* **EXCERPT PROVIDED**
Sitemap

How to Explore the Effect of Doing Something? (Part 2)

Applied Causal Inference 101: Non-experimental data

7 min readMar 23, 2022

--

Press enter or click to view image in full size
Photo by JJ Jordan on Unsplash

In the first part of this article, I explained the core concepts of identifying the causal effect of an action (such as receiving treatment or implementing a policy). If you missed it, here is the link to part one:

In this second and final part, I discuss how to identify the causal effect of an action using non-experimental data. Before diving in, let’s briefly review the basics once more:

The causal effect of doing something (e.g., receiving treatment X) on an outcome (Y) is the difference in Y when we do X versus when we do not, keeping all else constant.

Observing Y in the real world alone is insufficient to identify the causal effect. We must also consider the counterfactual outcome — what Y would be if we did not do X — while keeping everything else identical. The difference between these two outcomes defines the causal effect.

There is no reliable way to know the causal effect of an action on any individual. However, a well-conducted randomized experiment can identify the average causal effect of X on Y for the average participant in the target population.

In randomized experiments, the average participant in the treatment group and the control group serve as counterfactuals of each other, enabling an apples-to-apples comparison. The difference in average outcomes estimates the Average Causal Effect.

Valid causal inference requires three key assumptions: (1) apples-to-apples comparison, (2) no interference between participants, and (3) no multiple versions of the same treatment.

Experiments are ideal for causal inference, but they can sometimes be unethical or impossible to conduct. Therefore, social scientists often rely on non-experimental data to make causal inferences.

The key issue with using non-experimental data is that because the treatment is not randomly assigned, some people are more likely than others to select into the treatment. In this context, the treatment and control groups are usually not apples-to-apples. Suppose, there are certain factors that affect both the treatment and the outcome. In that case, comparing the outcomes of the two groups will result in a biased estimate of the causal effect.

Using a hypothetical example, I now discuss this key challenge and explain the fundamental concepts behind two methodological approaches designed to address it.

Problem Context

Grocery store XYZ offered all its customers a “shopper’s card” in September. Some customers accepted it, while others did not. The marketing analyst wants to understand whether accepting the shopper’s card caused customers to spend more in October.

* **INFORMATION SHOWN**
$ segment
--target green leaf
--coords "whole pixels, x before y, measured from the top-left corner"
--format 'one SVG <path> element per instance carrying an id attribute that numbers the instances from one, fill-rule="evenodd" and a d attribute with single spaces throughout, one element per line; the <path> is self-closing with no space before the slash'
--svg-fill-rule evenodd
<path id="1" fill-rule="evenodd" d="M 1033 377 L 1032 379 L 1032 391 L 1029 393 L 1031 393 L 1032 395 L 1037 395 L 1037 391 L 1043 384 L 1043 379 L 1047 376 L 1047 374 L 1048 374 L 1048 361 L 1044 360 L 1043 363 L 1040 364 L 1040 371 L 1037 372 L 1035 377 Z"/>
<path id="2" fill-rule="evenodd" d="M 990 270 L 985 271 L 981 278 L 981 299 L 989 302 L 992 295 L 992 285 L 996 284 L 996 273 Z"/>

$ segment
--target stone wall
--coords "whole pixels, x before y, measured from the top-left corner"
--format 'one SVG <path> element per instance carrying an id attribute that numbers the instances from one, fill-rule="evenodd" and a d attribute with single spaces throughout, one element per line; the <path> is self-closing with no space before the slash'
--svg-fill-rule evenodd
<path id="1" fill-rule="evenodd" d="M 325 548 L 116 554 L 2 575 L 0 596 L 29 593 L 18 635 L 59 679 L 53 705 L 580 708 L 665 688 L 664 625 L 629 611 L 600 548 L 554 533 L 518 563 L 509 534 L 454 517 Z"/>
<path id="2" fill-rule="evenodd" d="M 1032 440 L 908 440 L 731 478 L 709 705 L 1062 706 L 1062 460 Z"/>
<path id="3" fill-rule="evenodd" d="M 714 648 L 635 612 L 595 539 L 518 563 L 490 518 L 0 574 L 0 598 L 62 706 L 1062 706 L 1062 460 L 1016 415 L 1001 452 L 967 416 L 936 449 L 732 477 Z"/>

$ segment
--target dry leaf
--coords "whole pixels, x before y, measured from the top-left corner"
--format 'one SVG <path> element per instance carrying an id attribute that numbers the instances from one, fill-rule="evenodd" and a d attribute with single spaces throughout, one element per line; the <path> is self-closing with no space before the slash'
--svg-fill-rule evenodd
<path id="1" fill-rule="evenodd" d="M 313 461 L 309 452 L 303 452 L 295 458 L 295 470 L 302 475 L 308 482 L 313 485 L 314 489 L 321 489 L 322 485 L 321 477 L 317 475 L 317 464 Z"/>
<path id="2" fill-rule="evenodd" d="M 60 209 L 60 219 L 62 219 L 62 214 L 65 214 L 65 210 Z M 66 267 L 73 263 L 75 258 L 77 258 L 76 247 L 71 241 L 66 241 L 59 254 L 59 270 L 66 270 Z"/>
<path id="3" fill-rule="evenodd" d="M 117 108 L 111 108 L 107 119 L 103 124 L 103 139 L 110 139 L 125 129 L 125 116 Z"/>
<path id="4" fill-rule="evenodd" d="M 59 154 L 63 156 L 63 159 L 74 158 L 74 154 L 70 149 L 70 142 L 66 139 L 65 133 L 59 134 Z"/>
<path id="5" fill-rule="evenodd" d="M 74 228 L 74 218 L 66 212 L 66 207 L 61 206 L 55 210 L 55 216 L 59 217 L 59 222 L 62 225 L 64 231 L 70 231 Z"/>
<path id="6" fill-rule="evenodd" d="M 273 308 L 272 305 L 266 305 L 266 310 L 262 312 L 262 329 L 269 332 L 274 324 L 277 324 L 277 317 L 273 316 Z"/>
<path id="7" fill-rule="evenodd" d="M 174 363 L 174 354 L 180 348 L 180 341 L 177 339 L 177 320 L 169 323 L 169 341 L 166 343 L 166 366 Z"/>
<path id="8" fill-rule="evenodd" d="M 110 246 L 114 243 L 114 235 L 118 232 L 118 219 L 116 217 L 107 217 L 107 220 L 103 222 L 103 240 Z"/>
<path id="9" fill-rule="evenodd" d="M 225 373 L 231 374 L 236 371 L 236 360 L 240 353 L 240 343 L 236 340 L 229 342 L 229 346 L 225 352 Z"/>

* **TO-DO LIST**
A: Say whether each statement agrees with the causal inference article. Answer yes or no, and quote the article's deciding words.
(i) A well-conducted randomized experiment can identify the causal effect of an action on each individual.
(ii) The grocery store offered its shopper's card in September.
(iii) The article lists three key assumptions for valid causal inference.
B: Answer these questions from the causal inference article.
(i) In which month's spending is the marketing analyst interested?
(ii) According to the article, why do social scientists often turn to non-experimental data?
(iii) When certain factors affect both the treatment and the outcome, what results from comparing the outcomes of the two groups?
Use only the article on causal inference above to complete these.

* **IN RESPONSE**
A:
(i) No: "There is no reliable way to know the causal effect of an action on any individual."
(ii) Yes: "Grocery store XYZ offered all its customers a “shopper’s card” in September."
(iii) Yes: "Valid causal inference requires three key assumptions"

B:
(i) October.
(ii) Because experiments can sometimes be unethical or impossible to conduct.
(iii) A biased estimate of the causal effect.